Your task: In the piece on the album OCTOPUS, write out the passage from "Developing his technical" up to and including "soul, and Latin.", changing "manual" to "instructions".

Page:
Developing his technical skills also resulted in understanding the scope of sounds at his disposal. 

“It’s an endless landscape. Even if you’ve read the manual which is how they intended you to use it, there are still thousands of things that you can do that they didn’t perceive you to do which is amazing. Definitely having a deeper technical understanding did mean that even if I was working in a genre that I had never been in before with tones that I had never used, I understood the scientific principles of applying them and could make it all work,” he explains.

Keeping with the characteristics of the shapeshifting, soft-bodied Celphalopoda, OCTOPUS genre-bends, morphing to adapt to foundations of funk, R and B, soul, and Latin. 

“Stylistically it goes to loads of places I had never been,” explains Faulkner.

“I think the thing that separates this album from anything I had done before is actually kind of an internal question that I had banned from entering my head. At certain points where I would be working on something in the past, it would get to a certain point -it would be leaning to somewhere a bit off path to somewhere I had never gone – and a bit of my brain would be like “ok this is fun, but what would Newton Faulkner do…what would people who like him want this to do next?”. It’s a cage you build for yourself and no one else was doing it to me. It was just this slight questioning of how far I was allowed to go. But with this record, I think partly because I shaved my head and that was shedding of the past feeling to it, and partly age and partly all kinds of things, and feeling comfortable with myself; I felt ready to see what happened if instead of second guessing what people who liked what I’ve done in the past would want this track to do, I was very much like where does this want to go? Where is it going, and I didn’t get in the way or stop anything from going anywhere. So things went so much further than I could have ever imagined them going because no one was pressing the brakes at any point. It was like “okay, we’re going here – lets fucking go!”.”

Data supplied:

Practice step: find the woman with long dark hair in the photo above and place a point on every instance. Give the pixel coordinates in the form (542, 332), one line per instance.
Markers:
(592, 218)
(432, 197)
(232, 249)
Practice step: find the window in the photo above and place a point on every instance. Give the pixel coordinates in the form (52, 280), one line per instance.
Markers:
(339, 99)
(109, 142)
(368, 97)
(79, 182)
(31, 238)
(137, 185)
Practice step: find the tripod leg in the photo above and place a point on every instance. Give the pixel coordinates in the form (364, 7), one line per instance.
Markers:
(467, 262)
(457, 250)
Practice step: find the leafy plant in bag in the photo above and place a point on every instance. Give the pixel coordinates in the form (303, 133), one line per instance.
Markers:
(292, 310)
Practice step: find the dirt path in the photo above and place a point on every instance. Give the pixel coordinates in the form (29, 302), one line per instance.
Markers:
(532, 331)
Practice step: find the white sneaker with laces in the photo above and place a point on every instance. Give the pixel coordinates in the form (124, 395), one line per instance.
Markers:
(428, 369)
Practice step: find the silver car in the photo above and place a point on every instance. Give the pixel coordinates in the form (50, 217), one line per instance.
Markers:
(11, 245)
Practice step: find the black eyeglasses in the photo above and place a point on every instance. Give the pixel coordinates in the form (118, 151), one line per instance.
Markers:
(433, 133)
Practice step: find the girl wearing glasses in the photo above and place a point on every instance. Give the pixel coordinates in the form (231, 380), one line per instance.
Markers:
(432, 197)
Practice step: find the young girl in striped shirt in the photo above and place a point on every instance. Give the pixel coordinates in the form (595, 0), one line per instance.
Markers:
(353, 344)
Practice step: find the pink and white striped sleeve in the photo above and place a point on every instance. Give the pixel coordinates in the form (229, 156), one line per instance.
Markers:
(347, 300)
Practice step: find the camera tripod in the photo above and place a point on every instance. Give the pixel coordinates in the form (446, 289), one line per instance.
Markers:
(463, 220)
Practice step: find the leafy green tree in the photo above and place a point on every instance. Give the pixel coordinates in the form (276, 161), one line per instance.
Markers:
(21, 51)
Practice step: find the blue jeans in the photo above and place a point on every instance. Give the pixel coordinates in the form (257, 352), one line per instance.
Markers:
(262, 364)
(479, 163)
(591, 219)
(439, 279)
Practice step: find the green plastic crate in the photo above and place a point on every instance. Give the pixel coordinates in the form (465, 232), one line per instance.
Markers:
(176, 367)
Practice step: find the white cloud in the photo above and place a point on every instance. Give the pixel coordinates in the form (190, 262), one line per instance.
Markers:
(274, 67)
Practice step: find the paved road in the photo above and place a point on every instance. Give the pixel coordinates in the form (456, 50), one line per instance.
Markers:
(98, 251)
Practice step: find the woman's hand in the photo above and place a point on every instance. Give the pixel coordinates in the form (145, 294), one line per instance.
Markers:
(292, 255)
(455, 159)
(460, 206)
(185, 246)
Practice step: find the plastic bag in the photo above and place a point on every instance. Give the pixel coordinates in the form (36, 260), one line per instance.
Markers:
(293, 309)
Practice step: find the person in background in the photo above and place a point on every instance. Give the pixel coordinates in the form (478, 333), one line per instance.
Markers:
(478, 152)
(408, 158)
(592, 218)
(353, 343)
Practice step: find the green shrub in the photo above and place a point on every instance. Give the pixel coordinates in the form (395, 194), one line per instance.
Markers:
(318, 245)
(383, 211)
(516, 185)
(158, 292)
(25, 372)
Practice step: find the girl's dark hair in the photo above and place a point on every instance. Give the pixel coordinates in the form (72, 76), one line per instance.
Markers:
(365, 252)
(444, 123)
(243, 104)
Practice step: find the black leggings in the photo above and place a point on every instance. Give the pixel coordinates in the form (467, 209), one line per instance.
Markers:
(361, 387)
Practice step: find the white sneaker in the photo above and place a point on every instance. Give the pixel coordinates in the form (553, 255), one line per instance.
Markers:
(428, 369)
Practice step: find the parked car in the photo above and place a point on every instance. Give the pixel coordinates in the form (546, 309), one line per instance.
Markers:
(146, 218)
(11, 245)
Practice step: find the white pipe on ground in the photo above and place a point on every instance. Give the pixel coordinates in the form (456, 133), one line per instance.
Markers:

The reply:
Developing his technical skills also resulted in understanding the scope of sounds at his disposal. 

“It’s an endless landscape. Even if you’ve read the instructions which is how they intended you to use it, there are still thousands of things that you can do that they didn’t perceive you to do which is amazing. Definitely having a deeper technical understanding did mean that even if I was working in a genre that I had never been in before with tones that I had never used, I understood the scientific principles of applying them and could make it all work,” he explains.

Keeping with the characteristics of the shapeshifting, soft-bodied Celphalopoda, OCTOPUS genre-bends, morphing to adapt to foundations of funk, R and B, soul, and Latin.